SUPPLIED MATERIAL

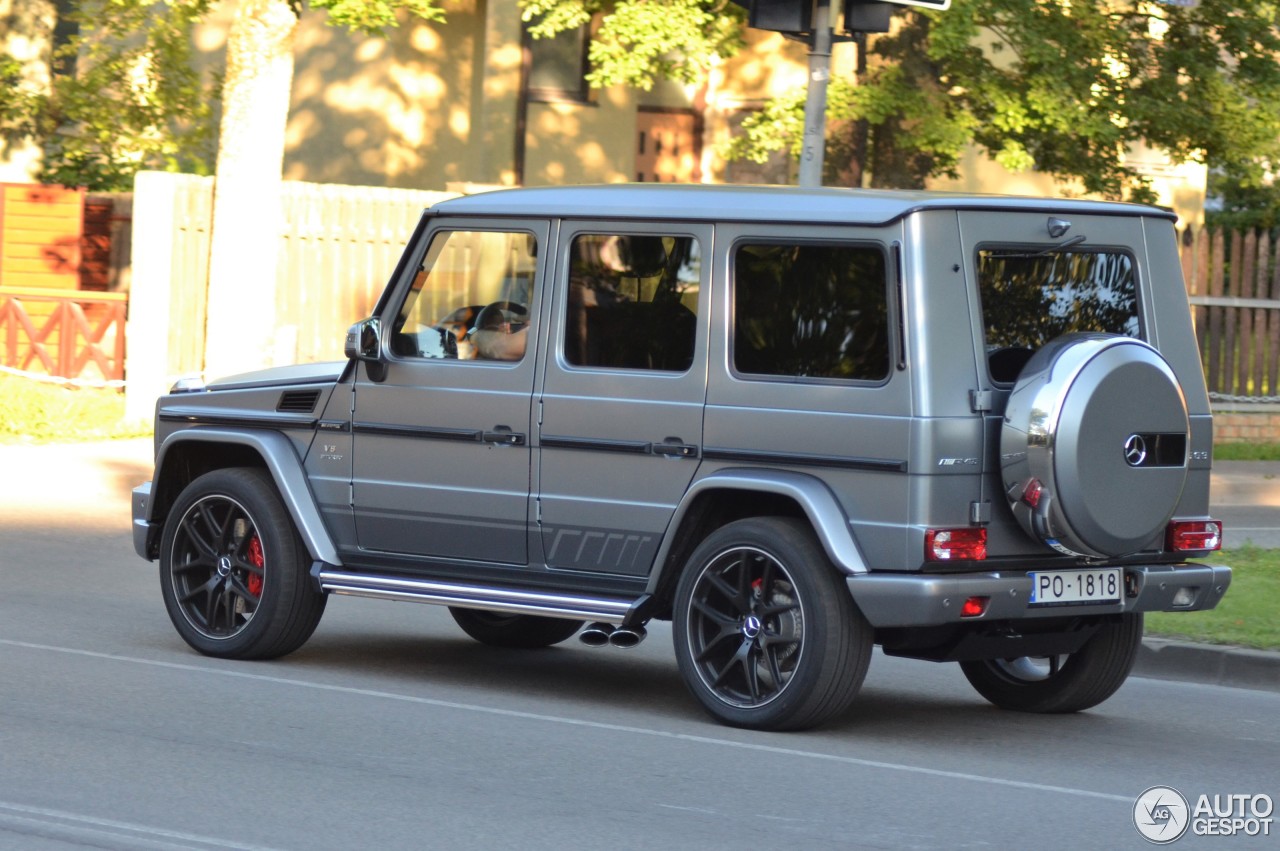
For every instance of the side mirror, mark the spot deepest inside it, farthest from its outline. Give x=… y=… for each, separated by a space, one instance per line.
x=365 y=343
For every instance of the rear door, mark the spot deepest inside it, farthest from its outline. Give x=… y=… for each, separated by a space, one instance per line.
x=621 y=420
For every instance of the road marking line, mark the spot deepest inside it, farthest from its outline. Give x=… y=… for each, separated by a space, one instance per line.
x=37 y=820
x=579 y=722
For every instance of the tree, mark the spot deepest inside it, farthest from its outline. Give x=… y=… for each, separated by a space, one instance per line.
x=123 y=96
x=1064 y=87
x=639 y=41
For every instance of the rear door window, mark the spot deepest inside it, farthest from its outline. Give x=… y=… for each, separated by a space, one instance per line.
x=810 y=311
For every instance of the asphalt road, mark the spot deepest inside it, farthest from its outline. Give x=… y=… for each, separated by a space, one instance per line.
x=391 y=730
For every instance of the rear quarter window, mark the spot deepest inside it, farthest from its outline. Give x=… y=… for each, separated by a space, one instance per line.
x=810 y=311
x=1032 y=296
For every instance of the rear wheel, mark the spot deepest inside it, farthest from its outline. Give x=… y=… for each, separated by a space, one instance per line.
x=233 y=571
x=1066 y=682
x=515 y=630
x=766 y=632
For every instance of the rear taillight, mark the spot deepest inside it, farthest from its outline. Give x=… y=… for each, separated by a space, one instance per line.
x=955 y=544
x=1191 y=535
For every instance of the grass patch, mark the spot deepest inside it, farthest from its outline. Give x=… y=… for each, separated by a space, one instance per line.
x=1247 y=452
x=37 y=412
x=1247 y=614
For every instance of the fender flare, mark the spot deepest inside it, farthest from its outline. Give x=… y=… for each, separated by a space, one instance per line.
x=819 y=504
x=286 y=469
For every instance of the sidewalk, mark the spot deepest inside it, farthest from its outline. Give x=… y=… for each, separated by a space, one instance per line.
x=104 y=474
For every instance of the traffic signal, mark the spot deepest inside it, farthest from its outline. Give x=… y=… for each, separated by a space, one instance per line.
x=872 y=15
x=778 y=15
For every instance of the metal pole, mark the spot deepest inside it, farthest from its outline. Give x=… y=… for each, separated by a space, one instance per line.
x=816 y=99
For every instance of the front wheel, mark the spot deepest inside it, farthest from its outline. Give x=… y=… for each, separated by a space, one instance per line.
x=525 y=631
x=1061 y=683
x=766 y=632
x=233 y=571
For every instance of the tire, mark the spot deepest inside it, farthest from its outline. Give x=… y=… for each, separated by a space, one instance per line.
x=766 y=632
x=528 y=631
x=1061 y=683
x=233 y=571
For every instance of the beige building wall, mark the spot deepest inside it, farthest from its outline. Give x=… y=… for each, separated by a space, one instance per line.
x=26 y=30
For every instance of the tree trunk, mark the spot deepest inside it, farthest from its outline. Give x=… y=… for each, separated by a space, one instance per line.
x=247 y=219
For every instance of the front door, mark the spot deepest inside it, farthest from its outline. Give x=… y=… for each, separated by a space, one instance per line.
x=442 y=443
x=622 y=403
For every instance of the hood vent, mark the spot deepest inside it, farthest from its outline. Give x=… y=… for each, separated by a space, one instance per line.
x=298 y=402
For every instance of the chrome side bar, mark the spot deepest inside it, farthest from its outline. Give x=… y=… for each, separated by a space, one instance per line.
x=506 y=600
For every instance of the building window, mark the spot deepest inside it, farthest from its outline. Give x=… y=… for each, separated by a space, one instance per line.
x=557 y=65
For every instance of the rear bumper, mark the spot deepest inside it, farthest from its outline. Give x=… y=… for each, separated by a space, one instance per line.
x=922 y=600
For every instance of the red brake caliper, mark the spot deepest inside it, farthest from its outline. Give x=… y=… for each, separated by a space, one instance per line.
x=255 y=558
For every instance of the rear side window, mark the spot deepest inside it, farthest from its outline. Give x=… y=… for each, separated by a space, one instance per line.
x=1029 y=297
x=810 y=311
x=632 y=302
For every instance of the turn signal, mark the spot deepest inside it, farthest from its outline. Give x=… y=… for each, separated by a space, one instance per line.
x=1189 y=535
x=967 y=544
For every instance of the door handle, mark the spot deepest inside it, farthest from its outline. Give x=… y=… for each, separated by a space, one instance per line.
x=503 y=437
x=675 y=449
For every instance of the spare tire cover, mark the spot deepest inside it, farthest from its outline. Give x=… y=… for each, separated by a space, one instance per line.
x=1093 y=447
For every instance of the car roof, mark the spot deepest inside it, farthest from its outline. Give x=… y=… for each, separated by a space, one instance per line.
x=776 y=204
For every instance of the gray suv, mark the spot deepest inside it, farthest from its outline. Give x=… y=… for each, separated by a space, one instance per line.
x=794 y=422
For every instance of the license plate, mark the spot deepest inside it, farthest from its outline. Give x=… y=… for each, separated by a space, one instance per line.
x=1066 y=588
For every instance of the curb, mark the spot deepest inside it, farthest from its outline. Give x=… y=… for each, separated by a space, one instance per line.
x=1208 y=664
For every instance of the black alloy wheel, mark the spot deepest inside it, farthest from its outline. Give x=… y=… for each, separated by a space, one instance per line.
x=767 y=635
x=233 y=571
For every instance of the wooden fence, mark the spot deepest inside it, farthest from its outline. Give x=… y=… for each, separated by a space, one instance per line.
x=1233 y=283
x=338 y=247
x=63 y=333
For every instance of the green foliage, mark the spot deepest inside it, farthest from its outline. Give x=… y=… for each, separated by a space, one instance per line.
x=1247 y=452
x=640 y=41
x=36 y=412
x=1063 y=87
x=124 y=96
x=373 y=17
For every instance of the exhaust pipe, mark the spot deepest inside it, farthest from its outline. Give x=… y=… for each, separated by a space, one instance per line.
x=595 y=635
x=627 y=637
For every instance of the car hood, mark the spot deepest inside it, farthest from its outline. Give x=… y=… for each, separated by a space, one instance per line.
x=324 y=373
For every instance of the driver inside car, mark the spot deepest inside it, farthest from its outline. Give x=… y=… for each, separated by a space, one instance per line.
x=501 y=332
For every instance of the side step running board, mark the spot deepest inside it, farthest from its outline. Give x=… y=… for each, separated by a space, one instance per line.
x=507 y=600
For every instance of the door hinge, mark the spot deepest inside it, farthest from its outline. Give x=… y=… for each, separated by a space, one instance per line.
x=979 y=401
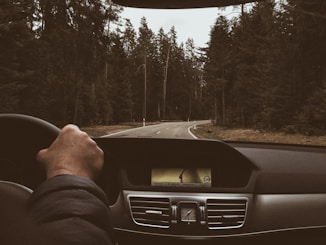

EXERCISE DETAILS
Please output the material as written, apart from the images.

RESULT
For every instance of the side mirror, mark the spot deepest inside it, farthest from its outline. Give x=… y=… for each, separated by a space, one instance per line.
x=365 y=343
For every instance of the rear door, mark the spot deepest inside it, farthest from its outline. Give x=… y=… for each, separated by a space, one instance per line.
x=621 y=420
For every instance of the road marking line, mark the spot deepest inside it, farthest from its outline. Give x=… y=… for each, separated by a space, one instance per line.
x=37 y=820
x=579 y=722
For every instance of the tree, mark the spot deepest inside it, farthest from its outline. Give x=… y=… for each, separated by a space, one instance per line.
x=123 y=96
x=1064 y=87
x=639 y=41
For every instance of the rear door window, mark the spot deepest inside it, farthest from its outline. Give x=… y=… for each, separated by a space, one instance per line.
x=810 y=311
For every instance of the asphalt road, mark the spot deepest inside it, farthest from its outline. Give x=… y=… for each, separated by a space, one instance per line.
x=391 y=730
For every instance of the rear quarter window, mark the spot deepest inside it, farthest from its outline. Give x=… y=… for each, separated by a space, one instance per line.
x=810 y=311
x=1032 y=296
For every instance of the rear wheel, mark the spot deepest inside it, farthest from its outline. Give x=… y=… for each, separated by a space, one instance per line.
x=233 y=571
x=1066 y=682
x=515 y=630
x=766 y=632
For every instance of the rear taillight, mark the spot deepest inside it, farthest from its outline. Give x=… y=… for each, separated by a space, one instance per line.
x=955 y=544
x=1191 y=535
For every instance of the grass patch, mark the spot deepest inside it, farthest from its outline. Give x=… y=… for each, separated by a space, one instance per line.
x=1247 y=452
x=37 y=412
x=1247 y=614
For every instance of the fender flare, mark the spot deepest inside it, farthest from its outline. Give x=… y=… for each, separated by a space, one instance per line.
x=819 y=504
x=286 y=469
For every instance of the sidewalk, mark the spot deepest inside it, farthest from its outline. Give x=… y=… for each, separated by a space, one instance per line.
x=104 y=474
For every instance of the traffic signal, mark the spot deepest inside it, farthest from its outline. Give x=… y=… for each, separated by a space, one instance per line.
x=872 y=15
x=778 y=15
For every instance of the metal pole, mark the spot deepest inside it, farthest from its outline. Give x=… y=… for each, separated by a space, one instance per line.
x=816 y=99
For every instance of the front wheel, mark the spot deepest inside it, farthest from its outline. Give x=… y=… for each, separated by a space, one instance per line.
x=525 y=631
x=1061 y=683
x=766 y=632
x=233 y=571
For every instance of the tire, mark the spot deepest inside it, farthest from its outline. Give x=… y=… for each, separated by a space, one instance per line.
x=766 y=632
x=528 y=631
x=1061 y=683
x=233 y=571
For every instance of the beige building wall, mark the spot deepest inside it, farthest from its outline. Give x=… y=… for each, separated by a space, one instance per line.
x=26 y=30
For every instance of the tree trunk, mark the spot deepest inside it, farthest from its outline. Give x=… y=… for each, separated by a space, one instance per line.
x=247 y=219
For every instance of the front door, mark the spot deepest inside it, farthest from its outline. Give x=… y=… for each, separated by a space, one instance per line.
x=442 y=443
x=622 y=403
For every instance of the hood vent, mark the spot deepest inside it, farthest from its outline. Give x=… y=… for each, separated by a space, one instance per line.
x=298 y=402
For every instance of the chrome side bar, mark the spot deepest inside it, farthest from its outline. Give x=… y=… for each, separated by a space, one instance per line.
x=506 y=600
For every instance of the building window, mark the spot deepest inside it, farthest from its outline. Give x=… y=… for each, separated by a space, one instance per line.
x=557 y=65
For every instance of the rear bumper, mark the spot deepest inside it, farthest from its outline. Give x=… y=… for each, separated by a space, one instance per line.
x=922 y=600
For every instance of the red brake caliper, mark the spot deepest inside it, farthest from its outline. Give x=… y=… for each, separated by a space, one instance per line.
x=255 y=558
For every instance of the rear side window, mark the spot deepest inside it, farthest from its outline. Give x=… y=… for each, separated by a space, one instance per line.
x=1029 y=297
x=810 y=311
x=632 y=302
For every instance of the turn signal, mark the spot deepest inside it, farthest from its outline. Give x=… y=… for each, separated by a space, one instance per line.
x=1189 y=535
x=967 y=544
For every instance of the door handle, mark the spot deepest inside it, farthest from its outline. Give x=… y=… for each, separated by a space, one instance per line.
x=503 y=437
x=675 y=449
For every instance of the spare tire cover, mark the spot deepest inside it, farthest from its outline. Give x=… y=… for each, separated by a space, one instance per line.
x=1093 y=447
For every instance of the car roof, mark the spot deepest inside it, farthest from its outline. Give x=… y=… for each, separated by a space, one instance per line.
x=776 y=204
For every instance of the gray suv, mark the spot deepest inside it, farthest from its outline. Give x=… y=… for each, separated by a space, one instance per line.
x=794 y=422
For every instance of the license plate, mark the spot deepest inside it, farthest from its outline. Give x=… y=… for each, separated by a space, one instance per line.
x=1066 y=588
For every instance of the curb, mark the spot deepest inside it, farthest from its outline. Give x=… y=… for each, separated by a space, one instance per line.
x=1208 y=664
For every instance of the black alloy wheel, mark the spot deepest inside it, farthest from its outline. Give x=… y=… for each, separated by a space, one instance per line.
x=767 y=635
x=233 y=571
For every instance of the wooden fence, mark the spot deepest inside it, farthest from its outline. Give x=… y=… for each, separated by a space, one instance per line.
x=1233 y=283
x=338 y=247
x=63 y=333
For every instance of the green foliage, mark the spot deepest inside it, farthest from its outline. Give x=… y=… for each, separated by a space, one instance per line.
x=1247 y=452
x=640 y=41
x=36 y=412
x=1063 y=87
x=124 y=96
x=373 y=17
For every instance of the exhaust pipe, mark the spot deepest inside it, farthest from its outline. Give x=… y=… for each, separated by a space, one instance per line.
x=595 y=635
x=627 y=637
For every instance of the car hood, mark the spot deepest inside it, farthest from its outline. Give x=… y=… for each, separated by a space, one instance per line.
x=324 y=373
For every instance of the driver inside car, mark the spot deepest inside it, farthest from its outline. Give x=… y=… for each, separated by a space, one instance per line.
x=501 y=332
For every instance of the side step running board, mark the spot deepest inside it, farthest from its outline. Give x=… y=… for each, separated by a space, one instance per line.
x=507 y=600
For every instance of the door hinge, mark the spot deepest inside it, farthest from its outline. Give x=… y=… for each, separated by a space, one instance per line.
x=979 y=401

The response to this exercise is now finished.